Extract from the entries below, exactly as given, only the lines from the line containing "task | put a dot on every instance of the asphalt" to the line containing "task | put a dot on every instance of the hazy", both lines included.

[Point-per-instance localization data]
------------------------------------------------
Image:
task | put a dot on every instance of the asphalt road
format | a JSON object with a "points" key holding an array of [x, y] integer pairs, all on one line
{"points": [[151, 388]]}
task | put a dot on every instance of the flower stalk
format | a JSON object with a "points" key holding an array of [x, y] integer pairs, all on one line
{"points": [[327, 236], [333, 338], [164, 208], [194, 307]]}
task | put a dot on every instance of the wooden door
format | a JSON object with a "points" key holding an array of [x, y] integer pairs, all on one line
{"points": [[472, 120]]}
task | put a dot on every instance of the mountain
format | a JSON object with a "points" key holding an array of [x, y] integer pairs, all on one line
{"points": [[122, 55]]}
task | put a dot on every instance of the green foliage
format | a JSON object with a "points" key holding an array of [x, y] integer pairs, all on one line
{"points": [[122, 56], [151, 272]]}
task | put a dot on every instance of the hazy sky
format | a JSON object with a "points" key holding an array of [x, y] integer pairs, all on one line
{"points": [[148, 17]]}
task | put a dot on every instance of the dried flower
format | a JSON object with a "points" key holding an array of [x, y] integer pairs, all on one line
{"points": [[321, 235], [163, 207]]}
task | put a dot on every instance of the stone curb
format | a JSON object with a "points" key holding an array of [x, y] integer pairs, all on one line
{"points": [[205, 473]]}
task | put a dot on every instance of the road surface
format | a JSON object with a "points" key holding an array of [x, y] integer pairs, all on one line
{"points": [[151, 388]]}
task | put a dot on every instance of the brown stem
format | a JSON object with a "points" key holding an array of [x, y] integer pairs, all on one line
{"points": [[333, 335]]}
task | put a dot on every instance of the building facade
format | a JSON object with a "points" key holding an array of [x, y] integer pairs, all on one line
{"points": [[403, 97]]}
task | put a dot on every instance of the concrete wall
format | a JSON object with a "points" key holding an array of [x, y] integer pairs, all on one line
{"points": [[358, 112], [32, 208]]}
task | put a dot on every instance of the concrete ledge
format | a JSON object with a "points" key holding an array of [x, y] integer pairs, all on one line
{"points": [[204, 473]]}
------------------------------------------------
- TASK SOLUTION:
task | put a dot on every instance of the asphalt road
format | a JSON object with a "points" key holding an array of [x, y] integer pairs, all on one line
{"points": [[151, 388]]}
task | put a dot on every instance of the flower stalk
format | a JSON object with a "points" key holding an array of [x, y] integer pairs, all on one line
{"points": [[327, 236], [333, 338], [164, 208], [194, 307]]}
task | put a dot on every instance of the wooden door
format | a JSON object with a "points" key holding an array of [x, y] integer pairs, all on one line
{"points": [[472, 120]]}
task | put a dot on every instance of the mountain
format | a JSON object with a "points" key holding an array of [x, y] integer pairs, all on one line
{"points": [[122, 55]]}
task | put a dot on every instance of the green foliage
format | a JSON object with a "points" key holding an array of [x, y] integer pairs, all on one line
{"points": [[122, 56], [151, 272]]}
task | put a dot on every instance of the hazy sky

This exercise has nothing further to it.